▸ **WHAT TO PRODUCE**
Report every line of the material that contains the string "gray" by copying each such line in full. Treat the match as case-sensitive.

Region segmentation data:

* start *

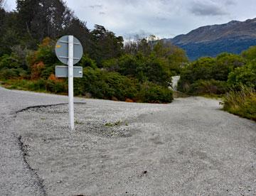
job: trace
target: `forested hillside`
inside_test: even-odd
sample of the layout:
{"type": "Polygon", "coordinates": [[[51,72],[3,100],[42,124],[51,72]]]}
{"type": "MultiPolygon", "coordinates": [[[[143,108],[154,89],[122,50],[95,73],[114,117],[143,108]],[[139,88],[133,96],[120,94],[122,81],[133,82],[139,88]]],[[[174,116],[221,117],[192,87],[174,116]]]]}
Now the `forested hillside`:
{"type": "Polygon", "coordinates": [[[75,94],[128,102],[170,102],[171,76],[188,62],[185,52],[155,37],[124,42],[104,26],[88,29],[61,0],[17,0],[16,10],[0,9],[0,79],[9,88],[66,94],[56,78],[56,40],[73,35],[82,43],[75,94]]]}
{"type": "Polygon", "coordinates": [[[191,60],[205,56],[216,57],[224,52],[240,54],[256,45],[256,18],[202,26],[164,41],[181,47],[191,60]]]}

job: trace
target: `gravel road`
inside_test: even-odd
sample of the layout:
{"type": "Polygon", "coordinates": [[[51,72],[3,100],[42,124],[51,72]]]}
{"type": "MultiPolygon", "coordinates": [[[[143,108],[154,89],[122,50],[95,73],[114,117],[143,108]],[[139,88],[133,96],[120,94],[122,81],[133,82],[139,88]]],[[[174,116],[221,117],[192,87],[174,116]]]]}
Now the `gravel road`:
{"type": "Polygon", "coordinates": [[[149,104],[0,87],[0,195],[256,195],[256,124],[218,100],[149,104]]]}

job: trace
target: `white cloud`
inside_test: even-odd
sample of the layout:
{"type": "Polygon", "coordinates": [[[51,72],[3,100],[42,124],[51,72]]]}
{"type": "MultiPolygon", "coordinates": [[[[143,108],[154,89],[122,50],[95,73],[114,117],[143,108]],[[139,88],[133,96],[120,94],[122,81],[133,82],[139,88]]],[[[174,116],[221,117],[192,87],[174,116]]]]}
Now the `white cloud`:
{"type": "MultiPolygon", "coordinates": [[[[15,0],[6,1],[14,8],[15,0]]],[[[171,38],[202,26],[256,17],[255,0],[66,1],[89,28],[102,25],[126,37],[142,33],[171,38]]]]}

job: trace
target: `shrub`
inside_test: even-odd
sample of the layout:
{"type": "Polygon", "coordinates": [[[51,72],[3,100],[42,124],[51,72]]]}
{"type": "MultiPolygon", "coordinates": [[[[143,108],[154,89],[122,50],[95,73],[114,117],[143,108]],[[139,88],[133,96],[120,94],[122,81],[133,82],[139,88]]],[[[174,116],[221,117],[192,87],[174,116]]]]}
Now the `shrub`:
{"type": "Polygon", "coordinates": [[[137,82],[117,72],[108,72],[100,69],[84,69],[83,77],[75,79],[75,94],[92,94],[99,99],[117,99],[125,101],[137,94],[137,82]]]}
{"type": "Polygon", "coordinates": [[[226,82],[214,80],[199,80],[195,83],[193,83],[186,92],[190,94],[220,94],[225,93],[227,90],[226,82]]]}
{"type": "Polygon", "coordinates": [[[173,92],[167,87],[146,82],[140,85],[137,99],[142,102],[169,103],[174,99],[173,92]]]}
{"type": "Polygon", "coordinates": [[[246,58],[248,61],[252,61],[256,59],[256,45],[251,46],[248,50],[242,53],[242,56],[246,58]]]}
{"type": "Polygon", "coordinates": [[[236,68],[228,75],[228,84],[236,89],[245,85],[256,89],[256,60],[236,68]]]}
{"type": "Polygon", "coordinates": [[[252,88],[242,86],[240,91],[232,90],[223,101],[224,110],[256,121],[256,92],[252,88]]]}

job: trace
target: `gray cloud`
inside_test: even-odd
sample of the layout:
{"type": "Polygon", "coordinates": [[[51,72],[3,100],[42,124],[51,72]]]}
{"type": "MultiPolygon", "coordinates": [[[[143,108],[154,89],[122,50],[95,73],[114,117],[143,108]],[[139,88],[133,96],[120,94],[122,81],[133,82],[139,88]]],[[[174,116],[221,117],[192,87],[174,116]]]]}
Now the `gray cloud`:
{"type": "Polygon", "coordinates": [[[228,14],[220,5],[211,1],[194,1],[191,4],[190,11],[196,16],[222,16],[228,14]]]}
{"type": "Polygon", "coordinates": [[[102,9],[102,6],[103,6],[102,5],[100,5],[100,4],[89,6],[89,7],[91,9],[102,9]]]}
{"type": "MultiPolygon", "coordinates": [[[[6,9],[16,0],[5,0],[6,9]]],[[[206,25],[256,17],[255,0],[65,0],[89,29],[95,24],[124,38],[171,38],[206,25]],[[105,14],[104,14],[105,13],[105,14]],[[142,30],[140,30],[142,29],[142,30]]]]}
{"type": "Polygon", "coordinates": [[[237,2],[235,0],[226,0],[225,1],[225,4],[226,6],[235,6],[237,2]]]}

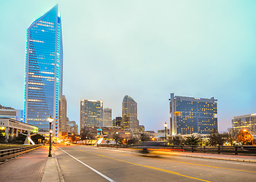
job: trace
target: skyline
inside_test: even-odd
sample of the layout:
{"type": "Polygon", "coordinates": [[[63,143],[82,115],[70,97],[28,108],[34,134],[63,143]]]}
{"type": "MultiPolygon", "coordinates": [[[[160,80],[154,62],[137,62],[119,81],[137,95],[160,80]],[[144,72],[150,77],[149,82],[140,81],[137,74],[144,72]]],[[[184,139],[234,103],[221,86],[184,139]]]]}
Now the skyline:
{"type": "MultiPolygon", "coordinates": [[[[8,7],[13,3],[10,2],[1,2],[3,5],[0,7],[3,14],[12,15],[4,18],[2,24],[11,30],[0,29],[1,49],[5,50],[0,59],[6,67],[2,74],[11,73],[11,77],[0,79],[4,88],[0,90],[0,104],[22,109],[26,28],[56,3],[46,1],[33,2],[33,5],[27,3],[27,7],[20,5],[24,11],[32,11],[19,14],[17,24],[10,24],[20,13],[17,11],[20,2],[16,2],[18,7],[10,10],[8,7]],[[12,49],[17,54],[12,54],[12,49]]],[[[152,2],[147,5],[141,2],[117,5],[86,2],[74,3],[72,7],[66,1],[59,3],[64,48],[63,94],[68,100],[67,115],[78,124],[82,98],[102,100],[104,108],[113,109],[115,118],[122,115],[125,95],[138,103],[138,119],[147,130],[162,129],[165,122],[169,123],[171,93],[183,96],[214,96],[218,99],[220,131],[231,127],[233,117],[255,112],[256,86],[251,83],[256,66],[255,2],[234,5],[219,1],[202,3],[200,8],[197,6],[199,3],[165,2],[173,5],[173,11],[163,2],[157,6],[162,5],[162,9],[154,7],[152,2]],[[143,5],[147,9],[143,9],[143,5]],[[86,8],[87,11],[82,11],[86,8]],[[207,8],[213,8],[213,12],[207,8]],[[187,11],[183,14],[184,9],[187,11]],[[99,14],[93,10],[100,10],[97,11],[99,14]],[[150,17],[153,10],[158,13],[154,15],[158,17],[150,17]],[[136,13],[130,17],[131,11],[136,13]],[[165,19],[165,15],[172,18],[171,21],[167,24],[169,19],[165,19]],[[207,15],[207,18],[202,15],[207,15]],[[74,20],[76,16],[80,19],[74,20]]]]}

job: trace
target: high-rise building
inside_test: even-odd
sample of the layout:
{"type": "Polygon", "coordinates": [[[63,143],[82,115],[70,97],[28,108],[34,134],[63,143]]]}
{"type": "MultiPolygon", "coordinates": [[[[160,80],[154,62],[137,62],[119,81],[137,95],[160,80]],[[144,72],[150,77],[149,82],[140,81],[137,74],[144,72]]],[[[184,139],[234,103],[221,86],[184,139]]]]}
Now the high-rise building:
{"type": "Polygon", "coordinates": [[[116,117],[116,118],[114,119],[114,126],[122,127],[122,117],[116,117]]]}
{"type": "Polygon", "coordinates": [[[53,134],[59,128],[59,98],[62,94],[62,38],[58,5],[34,20],[27,30],[24,80],[25,123],[49,133],[48,118],[53,118],[53,134]]]}
{"type": "Polygon", "coordinates": [[[232,125],[234,129],[238,130],[246,129],[256,134],[256,114],[251,114],[242,116],[234,117],[232,120],[232,125]]]}
{"type": "Polygon", "coordinates": [[[0,118],[11,118],[23,122],[23,111],[0,105],[0,118]]]}
{"type": "Polygon", "coordinates": [[[103,127],[113,127],[112,109],[105,108],[103,109],[103,127]]]}
{"type": "Polygon", "coordinates": [[[66,132],[67,102],[64,95],[59,96],[59,130],[66,132]]]}
{"type": "Polygon", "coordinates": [[[85,127],[102,127],[102,101],[81,99],[80,130],[85,127]]]}
{"type": "Polygon", "coordinates": [[[78,126],[76,124],[75,121],[69,121],[66,122],[66,124],[67,124],[66,132],[70,133],[74,133],[75,135],[78,133],[78,126]]]}
{"type": "Polygon", "coordinates": [[[209,134],[218,130],[217,102],[211,99],[178,96],[171,94],[171,133],[209,134]]]}
{"type": "Polygon", "coordinates": [[[137,119],[137,102],[128,96],[125,96],[122,102],[122,127],[130,129],[133,133],[139,132],[137,119]]]}

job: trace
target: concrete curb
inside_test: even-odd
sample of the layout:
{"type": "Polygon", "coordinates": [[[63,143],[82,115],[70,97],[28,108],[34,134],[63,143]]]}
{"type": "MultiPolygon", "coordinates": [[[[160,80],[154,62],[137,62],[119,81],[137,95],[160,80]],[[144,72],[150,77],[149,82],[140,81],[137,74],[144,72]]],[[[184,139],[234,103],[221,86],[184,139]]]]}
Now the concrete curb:
{"type": "Polygon", "coordinates": [[[54,158],[55,158],[55,162],[56,162],[56,167],[57,167],[57,170],[58,170],[58,174],[59,174],[59,181],[60,182],[65,182],[62,172],[60,166],[59,165],[58,159],[57,159],[57,158],[55,155],[55,153],[54,153],[54,158]]]}
{"type": "Polygon", "coordinates": [[[47,158],[41,182],[65,182],[53,150],[52,155],[47,158]]]}

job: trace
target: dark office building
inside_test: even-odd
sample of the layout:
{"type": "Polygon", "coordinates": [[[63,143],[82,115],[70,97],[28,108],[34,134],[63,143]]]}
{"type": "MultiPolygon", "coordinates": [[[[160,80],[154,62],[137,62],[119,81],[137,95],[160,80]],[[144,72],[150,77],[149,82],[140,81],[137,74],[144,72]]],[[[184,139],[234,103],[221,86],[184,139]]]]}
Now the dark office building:
{"type": "Polygon", "coordinates": [[[184,97],[171,94],[171,133],[209,134],[218,130],[217,100],[211,99],[184,97]]]}

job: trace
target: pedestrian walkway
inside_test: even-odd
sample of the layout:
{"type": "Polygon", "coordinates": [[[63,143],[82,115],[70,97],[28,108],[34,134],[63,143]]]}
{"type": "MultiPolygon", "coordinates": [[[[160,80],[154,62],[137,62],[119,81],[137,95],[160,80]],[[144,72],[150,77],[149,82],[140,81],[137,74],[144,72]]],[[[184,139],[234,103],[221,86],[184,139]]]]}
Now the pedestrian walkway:
{"type": "Polygon", "coordinates": [[[31,151],[0,165],[0,182],[59,182],[54,153],[48,158],[49,146],[31,151]]]}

* end *

▸ **RESPONSE TO THE EXERCISE**
target: `gray cloud`
Now the `gray cloud`:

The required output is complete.